*** Material shown ***

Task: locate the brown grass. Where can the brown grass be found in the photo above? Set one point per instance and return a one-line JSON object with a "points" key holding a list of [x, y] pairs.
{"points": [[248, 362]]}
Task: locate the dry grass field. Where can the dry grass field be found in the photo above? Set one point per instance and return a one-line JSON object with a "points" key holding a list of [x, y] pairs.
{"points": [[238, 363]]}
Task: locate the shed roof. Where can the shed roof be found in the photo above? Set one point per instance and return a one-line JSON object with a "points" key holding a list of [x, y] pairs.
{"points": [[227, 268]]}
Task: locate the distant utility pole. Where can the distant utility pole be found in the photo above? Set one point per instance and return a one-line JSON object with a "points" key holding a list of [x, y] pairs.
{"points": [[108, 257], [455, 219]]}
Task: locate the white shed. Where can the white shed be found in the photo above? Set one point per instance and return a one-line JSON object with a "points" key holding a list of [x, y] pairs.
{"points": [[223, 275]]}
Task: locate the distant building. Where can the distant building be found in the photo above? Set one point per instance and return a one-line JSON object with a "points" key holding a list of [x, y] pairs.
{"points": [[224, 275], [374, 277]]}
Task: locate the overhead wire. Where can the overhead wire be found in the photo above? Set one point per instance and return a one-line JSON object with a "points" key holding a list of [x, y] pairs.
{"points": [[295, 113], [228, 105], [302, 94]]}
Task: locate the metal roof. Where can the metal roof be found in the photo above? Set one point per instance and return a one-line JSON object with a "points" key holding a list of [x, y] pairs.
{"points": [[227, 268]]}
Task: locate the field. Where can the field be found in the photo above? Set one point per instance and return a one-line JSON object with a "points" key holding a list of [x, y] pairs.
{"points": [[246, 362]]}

*** End of Material shown ***
*** Material shown ***

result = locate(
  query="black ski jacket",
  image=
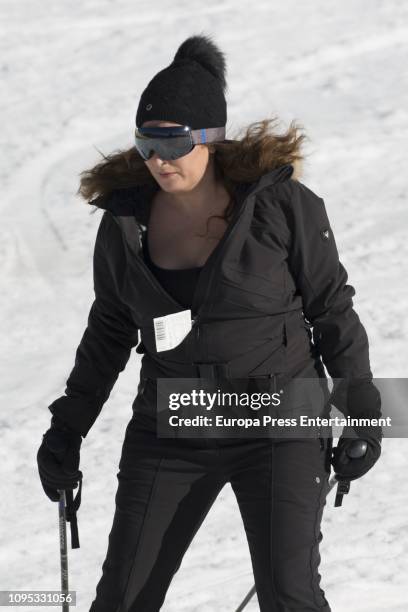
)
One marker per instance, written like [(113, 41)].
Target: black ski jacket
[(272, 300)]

*** End of Material shown ***
*** Material shown ***

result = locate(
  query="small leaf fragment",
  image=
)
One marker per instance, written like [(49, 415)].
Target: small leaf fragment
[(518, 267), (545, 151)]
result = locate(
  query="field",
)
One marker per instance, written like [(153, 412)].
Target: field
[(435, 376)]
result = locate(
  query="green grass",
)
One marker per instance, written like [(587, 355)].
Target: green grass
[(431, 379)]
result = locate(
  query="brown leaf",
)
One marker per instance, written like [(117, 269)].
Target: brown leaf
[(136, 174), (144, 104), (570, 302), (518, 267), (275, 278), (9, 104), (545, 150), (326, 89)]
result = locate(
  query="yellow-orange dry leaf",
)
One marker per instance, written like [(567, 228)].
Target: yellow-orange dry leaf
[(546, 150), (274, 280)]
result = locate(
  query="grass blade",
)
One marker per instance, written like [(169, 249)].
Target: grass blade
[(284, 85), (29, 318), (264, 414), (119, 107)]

*** End of Material shown ***

Exercise description → State the number of lines above that hold the string "marker", with nothing added.

Output below → 7